__WORK INSTRUCTIONS__
Rescale the material from the line containing "tag the striped polo" through the line containing "<point>176,78</point>", both included, and output only those lines with the requests kept. Multiply each point coordinate in the answers by 2.3 and round to whole numbers with halves going up, but leave the numbers in the requests and their sample point formats unchanged.
___ LISTED RECORDS
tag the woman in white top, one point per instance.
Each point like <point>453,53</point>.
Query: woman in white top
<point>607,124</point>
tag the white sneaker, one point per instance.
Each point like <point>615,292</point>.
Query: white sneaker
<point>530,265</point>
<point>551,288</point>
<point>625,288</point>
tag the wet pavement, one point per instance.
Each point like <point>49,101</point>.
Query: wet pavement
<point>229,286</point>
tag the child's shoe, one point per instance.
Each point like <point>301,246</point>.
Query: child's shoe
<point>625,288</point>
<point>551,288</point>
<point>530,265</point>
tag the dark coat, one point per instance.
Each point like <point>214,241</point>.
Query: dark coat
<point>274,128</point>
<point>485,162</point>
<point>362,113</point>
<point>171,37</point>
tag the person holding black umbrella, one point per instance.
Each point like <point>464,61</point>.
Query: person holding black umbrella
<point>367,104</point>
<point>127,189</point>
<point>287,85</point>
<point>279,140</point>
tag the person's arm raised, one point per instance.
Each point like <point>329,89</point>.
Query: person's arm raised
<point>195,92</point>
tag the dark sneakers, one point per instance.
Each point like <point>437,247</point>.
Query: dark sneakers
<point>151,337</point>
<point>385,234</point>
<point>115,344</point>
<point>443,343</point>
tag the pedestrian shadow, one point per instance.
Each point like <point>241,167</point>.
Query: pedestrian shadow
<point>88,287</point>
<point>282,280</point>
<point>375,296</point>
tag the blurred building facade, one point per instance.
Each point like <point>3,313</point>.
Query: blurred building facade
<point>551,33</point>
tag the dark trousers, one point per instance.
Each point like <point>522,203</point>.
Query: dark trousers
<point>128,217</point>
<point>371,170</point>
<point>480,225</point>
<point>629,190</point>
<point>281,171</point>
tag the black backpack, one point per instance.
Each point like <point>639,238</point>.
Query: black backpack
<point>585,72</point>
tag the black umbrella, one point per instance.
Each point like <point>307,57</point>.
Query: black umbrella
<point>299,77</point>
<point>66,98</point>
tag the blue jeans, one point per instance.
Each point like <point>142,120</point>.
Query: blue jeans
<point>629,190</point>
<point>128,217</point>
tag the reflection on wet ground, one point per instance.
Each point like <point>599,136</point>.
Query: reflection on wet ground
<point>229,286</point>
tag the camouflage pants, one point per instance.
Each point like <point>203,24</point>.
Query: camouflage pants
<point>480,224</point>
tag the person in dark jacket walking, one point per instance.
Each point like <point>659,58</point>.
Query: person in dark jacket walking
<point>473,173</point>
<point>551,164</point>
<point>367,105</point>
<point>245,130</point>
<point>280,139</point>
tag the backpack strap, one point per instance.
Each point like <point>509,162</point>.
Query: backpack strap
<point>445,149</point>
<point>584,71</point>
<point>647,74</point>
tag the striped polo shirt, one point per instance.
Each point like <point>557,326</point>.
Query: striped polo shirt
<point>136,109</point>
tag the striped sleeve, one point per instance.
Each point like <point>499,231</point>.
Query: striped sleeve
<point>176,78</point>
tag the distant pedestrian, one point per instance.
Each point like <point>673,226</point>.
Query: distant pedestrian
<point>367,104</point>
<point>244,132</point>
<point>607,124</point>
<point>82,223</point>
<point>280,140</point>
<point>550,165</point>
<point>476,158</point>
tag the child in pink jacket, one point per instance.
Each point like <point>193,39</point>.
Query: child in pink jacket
______
__ANSWER FOR THE TASK__
tag the striped polo shirt, one point per instance.
Each point like <point>557,326</point>.
Query: striped polo shirt
<point>313,251</point>
tag the striped sleeve, one point per instance.
Each point like <point>499,231</point>.
Query: striped sleeve
<point>405,179</point>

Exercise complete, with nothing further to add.